• **EXERCISE BRIEF**:
The records that follow must be transcribed exactly, each one in full.

Start of SOURCE RECORDS

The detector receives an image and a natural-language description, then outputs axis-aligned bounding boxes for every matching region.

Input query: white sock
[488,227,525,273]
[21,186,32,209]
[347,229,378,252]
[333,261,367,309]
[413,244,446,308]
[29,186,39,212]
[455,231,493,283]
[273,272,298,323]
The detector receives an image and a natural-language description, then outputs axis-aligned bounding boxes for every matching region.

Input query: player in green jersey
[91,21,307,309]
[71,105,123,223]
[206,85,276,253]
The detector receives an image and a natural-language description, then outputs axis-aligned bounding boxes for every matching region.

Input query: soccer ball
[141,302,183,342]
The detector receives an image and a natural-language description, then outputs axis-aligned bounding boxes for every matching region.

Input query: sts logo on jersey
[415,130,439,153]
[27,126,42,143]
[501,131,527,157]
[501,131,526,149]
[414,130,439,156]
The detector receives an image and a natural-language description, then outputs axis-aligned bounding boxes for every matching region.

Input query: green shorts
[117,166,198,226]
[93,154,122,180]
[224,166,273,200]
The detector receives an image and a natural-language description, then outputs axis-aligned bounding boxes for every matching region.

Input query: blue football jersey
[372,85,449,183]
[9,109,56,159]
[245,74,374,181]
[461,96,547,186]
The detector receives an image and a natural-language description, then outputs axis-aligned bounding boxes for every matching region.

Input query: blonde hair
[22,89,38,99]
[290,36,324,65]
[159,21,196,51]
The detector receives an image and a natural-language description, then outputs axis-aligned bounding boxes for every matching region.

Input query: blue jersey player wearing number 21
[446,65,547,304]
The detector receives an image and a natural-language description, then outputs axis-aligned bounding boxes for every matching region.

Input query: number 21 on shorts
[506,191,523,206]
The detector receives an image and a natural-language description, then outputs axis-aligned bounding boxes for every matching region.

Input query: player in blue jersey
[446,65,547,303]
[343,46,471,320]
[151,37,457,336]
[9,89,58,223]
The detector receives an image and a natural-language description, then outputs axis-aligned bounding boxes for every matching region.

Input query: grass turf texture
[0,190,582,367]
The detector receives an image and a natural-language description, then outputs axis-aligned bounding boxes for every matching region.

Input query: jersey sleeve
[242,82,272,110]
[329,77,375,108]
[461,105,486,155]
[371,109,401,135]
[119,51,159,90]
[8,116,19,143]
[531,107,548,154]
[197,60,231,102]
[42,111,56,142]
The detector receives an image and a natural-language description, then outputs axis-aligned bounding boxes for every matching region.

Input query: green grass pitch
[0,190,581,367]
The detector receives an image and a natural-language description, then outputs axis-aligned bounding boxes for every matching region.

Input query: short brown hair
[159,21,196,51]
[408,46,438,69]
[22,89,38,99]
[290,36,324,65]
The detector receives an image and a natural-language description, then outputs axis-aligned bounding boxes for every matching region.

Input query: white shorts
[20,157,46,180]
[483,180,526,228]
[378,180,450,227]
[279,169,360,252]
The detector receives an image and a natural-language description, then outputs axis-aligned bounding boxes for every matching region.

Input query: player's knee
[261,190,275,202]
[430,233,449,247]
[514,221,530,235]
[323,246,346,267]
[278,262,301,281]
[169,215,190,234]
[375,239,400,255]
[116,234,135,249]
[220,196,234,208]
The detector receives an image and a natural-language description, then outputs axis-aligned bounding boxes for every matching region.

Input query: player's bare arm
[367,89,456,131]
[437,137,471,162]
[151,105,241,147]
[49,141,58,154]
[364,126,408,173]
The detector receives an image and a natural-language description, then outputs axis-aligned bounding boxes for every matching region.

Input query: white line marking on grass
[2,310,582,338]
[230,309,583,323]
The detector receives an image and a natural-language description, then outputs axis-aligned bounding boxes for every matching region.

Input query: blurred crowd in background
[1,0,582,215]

End of SOURCE RECORDS

• **EXERCISE ANSWER**:
The detector receives an image and a natural-language description, then outputs axis-aligned bounding boxes for every matching region.

Input query: white sock
[488,227,525,273]
[21,186,32,209]
[347,229,378,252]
[333,261,367,309]
[413,244,446,308]
[29,186,39,212]
[455,231,493,283]
[273,272,298,323]
The detector receives an image and a natural-language description, then outputs axis-aligned bounding boxes for every matching region.

Input query: player in green jersey
[91,21,307,309]
[71,105,123,223]
[206,85,276,253]
The detector receives an image and a natural-language description, then outputs axis-aligned bounding boxes for every matching region.

Input query: soccer ball
[141,302,183,342]
The detector receives an image and a natural-language description, then outputs axis-aligned bounding boxes for every matching region.

Input query: sts logo on jersey
[415,130,439,153]
[27,126,42,143]
[501,131,527,157]
[501,131,526,149]
[414,130,439,156]
The detector receives an image and a natural-language description, then outputs axis-aligned bounding boxes for every matching region.

Input query: green shorts
[117,166,198,226]
[93,154,122,180]
[224,166,273,200]
The detector receives an image and a natural-language description, then outputs axis-aligned bounding boxes for every matching region.

Input query: blue football jersey
[372,85,449,183]
[9,109,56,159]
[245,74,374,181]
[461,96,547,186]
The detector receives an image and a natural-language description, then outputs axis-aligned bounding boxes for every matching region.

Input query: blonde hair
[22,89,38,99]
[290,36,324,65]
[159,21,196,51]
The detector receives an image and a natural-language description, then outputs axis-aligned bounding boxes for every matching region.

Input query: blue jersey player wearing number 21
[446,65,547,304]
The detector receives an image and a natural-language description, then outputs axis-aligned bounding boxes for every matching region.

Input query: number 21 on shorts
[506,191,523,206]
The detector receives an image and a natural-language description, then outputs axis-aligned bounding boxes for every matching region.

Input query: player in blue jersey
[446,65,547,303]
[343,46,471,320]
[151,37,457,336]
[9,89,58,223]
The detector receives an image and a natural-language description, then outputs axis-aligned bounding boxes for every matching region.

Input query: grass turf texture
[0,190,582,367]
The detector receives an image and a natural-language description, then outputs axis-aligned bounding boxes for every matching region.

Input query: jersey sleeve
[242,82,272,110]
[329,77,375,108]
[461,105,486,155]
[371,109,401,135]
[119,51,159,90]
[8,116,19,143]
[531,107,548,154]
[197,60,231,102]
[42,111,56,142]
The detector receives an image and a natural-language description, then outputs axis-aligned bounding boxes for every matching region.

Input query: green grass pitch
[0,190,581,367]
The detector receives an image and a natural-language description, then outputs axis-aligned bounding boxes for every matching region.

Input query: short brown hair
[159,21,196,51]
[408,46,438,69]
[22,89,38,99]
[290,36,324,65]
The detector receives an image and a natural-language description, then outputs axis-aligned bounding boxes for every matching region.

Input query: white shorts
[20,157,46,180]
[483,180,526,228]
[378,180,450,227]
[279,169,360,252]
The detector receives an image and a natural-language description, then outputs axis-aligned bounding boxes for every matching region.

Input query: player's knee
[261,190,275,202]
[430,233,449,247]
[514,221,530,235]
[323,246,346,267]
[278,262,301,281]
[169,215,190,234]
[375,239,400,255]
[116,234,135,249]
[220,196,234,208]
The detector receives an image and a natural-language description, then outputs axis-aligned bounding boxes for every matching region.

Input query: player's bare arm
[367,89,456,131]
[437,137,471,162]
[151,105,241,147]
[49,141,58,154]
[364,126,408,173]
The detector receives an image and a natural-language description, then outputs axis-aligned bounding boxes for every matching region.

Input query: white line marking on grass
[2,310,582,338]
[230,309,583,323]
The detector receives an image and a natural-language description, then outputs axis-aligned bounding boxes for every matching region.

Input query: blurred crowd in background
[1,0,582,215]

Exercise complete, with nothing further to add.